Work item
Set down each entry exactly as given; pictures should not appear in the copy.

**** Exercise data

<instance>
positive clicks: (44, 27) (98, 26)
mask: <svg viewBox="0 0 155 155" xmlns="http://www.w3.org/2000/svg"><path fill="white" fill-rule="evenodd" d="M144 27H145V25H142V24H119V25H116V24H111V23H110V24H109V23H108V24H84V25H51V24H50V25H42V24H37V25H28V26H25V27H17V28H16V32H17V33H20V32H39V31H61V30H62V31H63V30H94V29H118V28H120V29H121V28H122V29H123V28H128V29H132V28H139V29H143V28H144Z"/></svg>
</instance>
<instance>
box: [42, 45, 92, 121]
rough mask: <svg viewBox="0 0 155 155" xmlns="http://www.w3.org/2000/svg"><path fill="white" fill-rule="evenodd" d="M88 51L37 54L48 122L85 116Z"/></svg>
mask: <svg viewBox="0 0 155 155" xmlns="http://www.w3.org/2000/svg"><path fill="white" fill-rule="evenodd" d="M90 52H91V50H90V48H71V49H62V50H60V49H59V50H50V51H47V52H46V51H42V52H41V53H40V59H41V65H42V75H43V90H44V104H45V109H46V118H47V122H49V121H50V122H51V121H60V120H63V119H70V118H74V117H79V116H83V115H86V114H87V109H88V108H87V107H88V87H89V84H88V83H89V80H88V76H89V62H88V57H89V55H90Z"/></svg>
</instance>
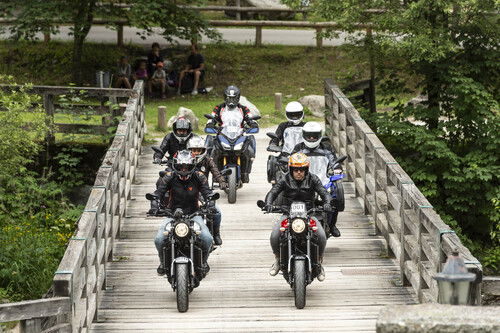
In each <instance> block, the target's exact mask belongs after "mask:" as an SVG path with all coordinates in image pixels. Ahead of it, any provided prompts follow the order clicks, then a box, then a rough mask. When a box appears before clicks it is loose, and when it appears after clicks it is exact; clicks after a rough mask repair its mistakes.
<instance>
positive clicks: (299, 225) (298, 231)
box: [292, 219, 306, 234]
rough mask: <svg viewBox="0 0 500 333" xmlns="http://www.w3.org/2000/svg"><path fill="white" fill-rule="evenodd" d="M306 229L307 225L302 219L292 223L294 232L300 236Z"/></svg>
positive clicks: (292, 229)
mask: <svg viewBox="0 0 500 333" xmlns="http://www.w3.org/2000/svg"><path fill="white" fill-rule="evenodd" d="M305 229H306V223H305V222H304V220H302V219H295V220H293V221H292V230H293V232H295V233H296V234H300V233H301V232H303V231H304V230H305Z"/></svg>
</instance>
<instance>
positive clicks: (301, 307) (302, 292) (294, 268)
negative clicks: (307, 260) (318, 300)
mask: <svg viewBox="0 0 500 333" xmlns="http://www.w3.org/2000/svg"><path fill="white" fill-rule="evenodd" d="M306 285H307V282H306V261H305V260H294V261H293V294H294V296H295V307H296V308H297V309H303V308H304V307H305V306H306Z"/></svg>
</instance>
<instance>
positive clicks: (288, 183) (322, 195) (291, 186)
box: [265, 153, 332, 281]
mask: <svg viewBox="0 0 500 333" xmlns="http://www.w3.org/2000/svg"><path fill="white" fill-rule="evenodd" d="M288 169H289V172H288V173H287V174H286V175H285V177H284V178H283V179H281V180H280V181H279V182H278V183H277V184H276V185H274V186H273V187H272V189H271V190H270V191H269V193H267V195H266V200H265V202H266V207H265V209H266V210H267V211H268V212H270V211H272V203H273V201H274V199H276V197H277V196H278V195H279V194H280V193H281V192H283V195H284V199H285V203H286V206H290V205H291V203H292V202H293V201H303V202H305V203H306V206H307V207H308V209H310V208H311V206H312V205H313V201H314V194H315V193H317V194H318V195H319V196H320V197H321V199H322V200H323V203H324V204H323V209H324V211H325V212H329V211H331V210H332V207H331V206H330V203H329V202H330V195H329V194H328V192H327V191H326V190H325V188H324V187H323V185H322V184H321V180H320V179H319V178H318V176H316V175H314V174H312V173H310V172H309V160H308V157H307V156H306V155H305V154H302V153H296V154H292V155H291V156H290V157H289V160H288ZM285 218H286V216H284V217H282V218H281V219H279V220H278V221H277V222H276V223H275V225H274V227H273V231H272V232H271V237H270V239H271V247H272V249H273V253H274V256H275V258H276V260H275V262H274V264H273V265H272V266H271V269H270V270H269V274H270V275H271V276H275V275H276V274H278V272H279V270H280V262H279V259H280V247H279V238H280V226H281V225H280V222H279V221H281V220H283V219H285ZM313 218H314V219H316V222H317V223H316V224H317V226H318V230H317V232H316V234H317V235H318V245H319V265H320V267H319V268H320V273H319V274H318V280H319V281H323V280H324V279H325V271H324V269H323V266H322V265H321V262H322V261H323V252H324V250H325V246H326V235H325V230H324V229H323V227H322V226H321V223H319V221H318V220H317V218H316V217H313Z"/></svg>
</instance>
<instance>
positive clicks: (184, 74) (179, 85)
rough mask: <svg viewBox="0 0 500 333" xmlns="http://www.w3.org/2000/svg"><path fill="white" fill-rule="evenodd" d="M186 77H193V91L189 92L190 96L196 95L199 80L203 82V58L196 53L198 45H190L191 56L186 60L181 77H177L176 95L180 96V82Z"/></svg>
mask: <svg viewBox="0 0 500 333" xmlns="http://www.w3.org/2000/svg"><path fill="white" fill-rule="evenodd" d="M187 75H191V76H193V79H194V80H193V82H194V85H193V91H191V95H197V94H198V85H199V83H200V80H203V77H204V76H205V58H203V56H202V55H201V54H200V53H199V52H198V45H197V44H195V43H193V44H191V54H190V55H189V57H188V59H187V64H186V67H185V68H184V70H183V71H181V75H180V77H179V89H178V90H177V94H178V95H180V94H181V87H182V80H184V78H185V77H186V76H187Z"/></svg>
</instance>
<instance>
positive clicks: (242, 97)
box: [240, 96, 260, 116]
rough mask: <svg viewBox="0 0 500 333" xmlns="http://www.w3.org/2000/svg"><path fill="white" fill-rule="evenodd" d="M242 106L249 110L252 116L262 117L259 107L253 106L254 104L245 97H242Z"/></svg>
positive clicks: (244, 96) (241, 96)
mask: <svg viewBox="0 0 500 333" xmlns="http://www.w3.org/2000/svg"><path fill="white" fill-rule="evenodd" d="M240 104H241V105H244V106H246V107H247V108H249V109H250V113H252V116H260V111H259V109H257V107H256V106H255V105H254V104H252V102H250V101H249V100H248V99H247V98H246V97H245V96H240Z"/></svg>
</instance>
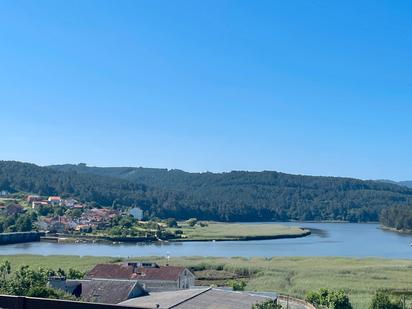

********

Response below
<instance>
positive clicks: (44, 27) (98, 26)
mask: <svg viewBox="0 0 155 155" xmlns="http://www.w3.org/2000/svg"><path fill="white" fill-rule="evenodd" d="M144 27H145V25H142V24H119V25H116V24H111V23H110V24H109V23H108V24H84V25H51V24H50V25H42V24H37V25H28V26H25V27H17V28H16V32H17V33H20V32H39V31H61V30H62V31H63V30H94V29H118V28H120V29H121V28H122V29H123V28H128V29H132V28H139V29H143V28H144Z"/></svg>
</instance>
<instance>
box: [42, 45, 92, 121]
rough mask: <svg viewBox="0 0 155 155" xmlns="http://www.w3.org/2000/svg"><path fill="white" fill-rule="evenodd" d="M88 51L37 54L48 122L85 116Z"/></svg>
mask: <svg viewBox="0 0 155 155" xmlns="http://www.w3.org/2000/svg"><path fill="white" fill-rule="evenodd" d="M90 52H91V50H90V48H71V49H62V50H60V49H59V50H50V51H47V52H46V51H42V52H41V53H40V59H41V65H42V75H43V90H44V104H45V109H46V118H47V122H49V121H50V122H51V121H60V120H63V119H70V118H74V117H79V116H83V115H86V114H87V109H88V108H87V107H88V87H89V84H88V83H89V80H88V76H89V62H88V57H89V55H90Z"/></svg>
</instance>
In each <instance> block, the target's exact mask belongs after "mask:" as an SVG path with all coordinates in image pixels. Ahead of it, any provided prompts follow the order clicks, then a box, then a rough mask. When a box appears before clicks it is loose, and when it appears after clicks it is exact; clicks after a rough mask repair its mistakes.
<instance>
positive clicks: (299, 225) (298, 231)
box: [292, 219, 306, 234]
rough mask: <svg viewBox="0 0 500 333" xmlns="http://www.w3.org/2000/svg"><path fill="white" fill-rule="evenodd" d="M306 229L307 225L302 219L292 223L294 232L300 236Z"/></svg>
positive clicks: (292, 229)
mask: <svg viewBox="0 0 500 333" xmlns="http://www.w3.org/2000/svg"><path fill="white" fill-rule="evenodd" d="M305 229H306V223H305V222H304V220H302V219H295V220H293V221H292V230H293V232H295V233H296V234H300V233H301V232H303V231H304V230H305Z"/></svg>
</instance>
<instance>
positive clicks: (301, 307) (302, 292) (294, 268)
negative clicks: (307, 260) (318, 300)
mask: <svg viewBox="0 0 500 333" xmlns="http://www.w3.org/2000/svg"><path fill="white" fill-rule="evenodd" d="M306 285H307V282H306V261H305V260H294V261H293V294H294V296H295V307H296V308H297V309H303V308H304V307H305V306H306Z"/></svg>
</instance>
<instance>
positive clicks: (288, 183) (322, 195) (291, 186)
box: [265, 153, 332, 281]
mask: <svg viewBox="0 0 500 333" xmlns="http://www.w3.org/2000/svg"><path fill="white" fill-rule="evenodd" d="M288 169H289V172H288V173H287V174H286V175H285V177H284V178H283V179H281V180H280V181H279V182H278V183H277V184H276V185H274V186H273V187H272V189H271V190H270V191H269V193H267V195H266V200H265V202H266V207H265V209H266V210H267V211H268V212H270V211H272V203H273V201H274V199H276V197H277V196H278V195H279V194H280V193H281V192H283V195H284V199H285V203H286V206H290V205H291V203H292V202H293V201H303V202H305V203H306V206H307V207H308V209H310V208H311V206H312V205H313V201H314V194H315V193H317V194H318V195H319V196H320V197H321V199H322V200H323V203H324V204H323V209H324V211H325V212H329V211H331V210H332V207H331V206H330V203H329V202H330V195H329V194H328V192H327V191H326V190H325V188H324V187H323V185H322V184H321V180H320V179H319V178H318V176H316V175H314V174H312V173H310V172H309V160H308V157H307V156H306V155H305V154H302V153H296V154H292V155H291V156H290V157H289V160H288ZM285 218H286V216H284V217H282V218H281V219H279V220H278V221H277V222H276V223H275V225H274V227H273V231H272V232H271V237H270V239H271V247H272V249H273V253H274V256H275V258H276V260H275V262H274V264H273V265H272V266H271V269H270V270H269V274H270V275H271V276H275V275H276V274H278V272H279V270H280V262H279V259H280V247H279V238H280V226H281V225H280V222H279V221H281V220H283V219H285ZM313 218H314V219H316V222H317V223H316V224H317V226H318V230H317V232H316V234H317V235H318V245H319V265H320V267H319V268H320V273H319V274H318V280H319V281H323V280H324V279H325V271H324V269H323V266H322V265H321V262H322V261H323V252H324V250H325V246H326V235H325V230H324V229H323V227H322V226H321V223H319V221H318V220H317V218H316V217H313Z"/></svg>
</instance>
<instance>
positive clicks: (184, 74) (179, 85)
rough mask: <svg viewBox="0 0 500 333" xmlns="http://www.w3.org/2000/svg"><path fill="white" fill-rule="evenodd" d="M186 77H193V91L189 92L190 96L196 95L199 80L203 82V58L196 53L198 45H190L191 56L186 60L181 77H177L176 95L180 96V82Z"/></svg>
mask: <svg viewBox="0 0 500 333" xmlns="http://www.w3.org/2000/svg"><path fill="white" fill-rule="evenodd" d="M187 75H191V76H193V79H194V80H193V82H194V85H193V91H191V95H197V94H198V85H199V83H200V80H203V77H204V76H205V58H203V56H202V55H201V54H200V53H199V52H198V45H197V44H195V43H193V44H191V54H190V55H189V57H188V59H187V64H186V67H185V68H184V70H183V71H181V75H180V77H179V89H178V90H177V94H178V95H180V94H181V87H182V80H184V78H185V77H186V76H187Z"/></svg>
</instance>
<instance>
positive clicks: (242, 97)
box: [240, 96, 260, 116]
rough mask: <svg viewBox="0 0 500 333" xmlns="http://www.w3.org/2000/svg"><path fill="white" fill-rule="evenodd" d="M242 106L249 110L252 116L262 117L259 107L253 106L254 104L245 97H242Z"/></svg>
positive clicks: (244, 96) (241, 96)
mask: <svg viewBox="0 0 500 333" xmlns="http://www.w3.org/2000/svg"><path fill="white" fill-rule="evenodd" d="M240 104H241V105H244V106H246V107H247V108H249V109H250V113H252V116H260V111H259V109H257V107H256V106H255V105H254V104H252V102H250V101H249V100H248V99H247V98H246V97H245V96H240Z"/></svg>
</instance>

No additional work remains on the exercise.